**What the task asks**
Would you return every entry, exactly as it is written?

**Task material**

※ ※ ※

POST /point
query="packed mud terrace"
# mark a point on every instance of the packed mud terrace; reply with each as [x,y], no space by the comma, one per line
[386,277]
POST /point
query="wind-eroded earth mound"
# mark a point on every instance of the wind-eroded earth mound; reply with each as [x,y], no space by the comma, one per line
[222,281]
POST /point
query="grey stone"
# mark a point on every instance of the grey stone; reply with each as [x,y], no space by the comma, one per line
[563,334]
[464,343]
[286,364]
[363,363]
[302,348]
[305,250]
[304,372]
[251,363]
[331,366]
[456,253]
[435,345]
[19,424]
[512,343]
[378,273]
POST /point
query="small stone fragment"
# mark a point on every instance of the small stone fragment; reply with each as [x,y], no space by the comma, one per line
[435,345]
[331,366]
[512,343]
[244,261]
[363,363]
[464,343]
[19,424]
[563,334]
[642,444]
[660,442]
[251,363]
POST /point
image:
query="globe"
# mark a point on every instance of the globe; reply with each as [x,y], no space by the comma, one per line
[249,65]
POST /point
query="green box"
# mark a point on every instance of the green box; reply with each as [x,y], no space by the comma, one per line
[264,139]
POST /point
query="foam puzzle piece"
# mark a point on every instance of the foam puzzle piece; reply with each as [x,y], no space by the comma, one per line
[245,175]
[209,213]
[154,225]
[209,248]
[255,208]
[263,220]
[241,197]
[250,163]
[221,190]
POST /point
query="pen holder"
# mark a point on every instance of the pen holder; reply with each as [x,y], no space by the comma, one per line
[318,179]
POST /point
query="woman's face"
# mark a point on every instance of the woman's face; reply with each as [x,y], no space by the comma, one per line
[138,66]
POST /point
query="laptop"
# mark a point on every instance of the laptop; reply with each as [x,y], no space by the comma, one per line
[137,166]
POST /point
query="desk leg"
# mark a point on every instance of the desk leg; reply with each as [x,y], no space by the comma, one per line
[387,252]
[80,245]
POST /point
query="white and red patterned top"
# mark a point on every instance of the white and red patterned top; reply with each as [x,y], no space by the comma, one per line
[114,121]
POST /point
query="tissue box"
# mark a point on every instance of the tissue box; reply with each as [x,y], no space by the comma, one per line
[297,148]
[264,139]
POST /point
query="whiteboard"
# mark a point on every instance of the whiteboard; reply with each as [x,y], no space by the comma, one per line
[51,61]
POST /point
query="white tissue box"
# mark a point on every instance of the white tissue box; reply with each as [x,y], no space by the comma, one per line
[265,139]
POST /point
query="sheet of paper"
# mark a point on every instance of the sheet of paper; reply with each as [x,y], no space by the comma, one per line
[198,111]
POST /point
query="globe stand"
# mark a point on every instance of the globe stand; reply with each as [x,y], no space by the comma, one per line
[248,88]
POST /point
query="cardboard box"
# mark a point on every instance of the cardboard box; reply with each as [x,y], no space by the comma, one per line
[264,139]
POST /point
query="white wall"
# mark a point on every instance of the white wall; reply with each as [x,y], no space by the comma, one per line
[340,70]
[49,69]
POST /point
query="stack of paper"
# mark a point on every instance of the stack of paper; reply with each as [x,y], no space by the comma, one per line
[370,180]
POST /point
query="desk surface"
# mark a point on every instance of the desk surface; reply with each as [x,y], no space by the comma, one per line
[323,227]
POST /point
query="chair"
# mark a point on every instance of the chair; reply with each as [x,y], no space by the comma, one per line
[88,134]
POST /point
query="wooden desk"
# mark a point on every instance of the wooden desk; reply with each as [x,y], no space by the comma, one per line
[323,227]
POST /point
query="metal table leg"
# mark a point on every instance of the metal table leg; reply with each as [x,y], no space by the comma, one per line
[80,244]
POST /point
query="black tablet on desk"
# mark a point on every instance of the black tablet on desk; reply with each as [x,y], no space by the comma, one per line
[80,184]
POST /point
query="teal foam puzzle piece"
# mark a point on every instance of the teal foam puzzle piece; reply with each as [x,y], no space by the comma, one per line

※ ※ ※

**Task response**
POST /point
query="packed mud terrace"
# mark a point on every instance of the packed mud terrace; reply with each as [x,y], no space by the comma, one per line
[386,277]
POST /point
query="wind-eroded earth mound"
# mark a point on every instance of the wind-eroded earth mound; reply with each as [x,y], no space by the comma, one per line
[222,281]
POST /point
query="grey stone"
# mark a point on every instance of the grey stone; reply with each as [x,y], no space by the comma, one per line
[563,334]
[464,343]
[286,364]
[363,363]
[302,348]
[305,250]
[304,372]
[251,363]
[331,366]
[456,253]
[435,345]
[19,424]
[512,343]
[378,273]
POST /point
query="small stone fragment"
# mark a point on every instance of the small stone fragment; reply with each as [x,y], no space by the comma, one per line
[435,345]
[331,366]
[512,343]
[244,261]
[363,363]
[464,343]
[19,424]
[563,334]
[642,444]
[660,442]
[251,363]
POST /point
image:
query="globe"
# mark a point on every instance of the globe; reply with each as [x,y], no space by the comma, one per line
[249,65]
POST /point
query="green box"
# mark a point on every instance of the green box; reply with each as [x,y], no space by the comma, one per line
[264,139]
POST /point
query="foam puzzle piece"
# mark a point on every instance of the foam puzzle piece; reply with each as [x,y], no space by the comma, one per line
[245,175]
[209,213]
[154,225]
[209,248]
[255,208]
[263,220]
[241,197]
[250,163]
[221,190]
POST /point
query="pen holder"
# mark a point on every instance of the pen holder; reply with each as [x,y], no space by the comma, one per line
[318,179]
POST /point
query="woman's face"
# mark a point on every instance of the woman's face; reply with each as [x,y], no space by the comma, one per line
[138,66]
POST /point
query="laptop"
# mark a point on every instance of the laptop; reply with each as [x,y], no space by the comma, one per line
[137,166]
POST /point
query="desk leg"
# mark a point on every instance of the desk leg; reply with each as [x,y], no space by the comma, one per line
[387,252]
[80,245]
POST /point
query="white and red patterned top"
# mark a point on every instance of the white and red patterned top; reply with each as [x,y], no space by the comma, one per line
[114,121]
POST /point
query="tissue box"
# mark a point on every instance of the tissue box; reply with each as [x,y], no space by the comma, one per line
[297,148]
[264,139]
POST /point
query="whiteboard"
# mark a point on every instance of the whiteboard; reply with each as [x,y], no space by the comma, one per line
[51,61]
POST /point
query="white tissue box"
# mark a point on every instance of the white tissue box; reply with each as [x,y], no space by the comma, one per line
[265,139]
POST /point
query="sheet of paper"
# mark a point on every instance of the sheet of paper; reply with each as [x,y], no space by the comma, one per line
[198,111]
POST /point
query="globe stand"
# mark a point on every instance of the globe stand; reply with each as [x,y], no space by the comma, one per line
[248,88]
POST /point
query="cardboard box"
# mark a point on every instance of the cardboard box; reply with each as [x,y], no space by the comma, one per line
[264,139]
POST /point
query="white wall"
# mark a point on every instance of the white wall; reply with each as [x,y], no space by the comma, one per line
[340,70]
[49,69]
POST /point
query="stack of paper"
# mark a point on every instance of the stack of paper; reply with each as [x,y], no space by the comma, one per line
[370,180]
POST /point
query="desk surface"
# mark a point on every instance of the desk surface; reply with each as [x,y], no space by the comma, one per line
[323,227]
POST /point
query="chair"
# mark a point on every instance of the chair; reply with each as [x,y], no space by the comma, one per line
[88,134]
POST /point
query="wooden desk"
# mark a point on every instance of the wooden desk; reply with each as [x,y], no space by the comma, one per line
[323,227]
POST /point
query="metal table leg"
# mark a point on every instance of the metal table leg; reply with each as [x,y], no space by the comma, one per line
[80,244]
POST /point
query="black tablet on desk"
# mark a point on every instance of the black tablet on desk; reply with each as [x,y], no space by the comma, one per line
[80,184]
POST /point
query="teal foam puzzle piece"
# mark a point on every instance of the teal foam puzzle piece; reply with each as [x,y], no space by the comma, one per line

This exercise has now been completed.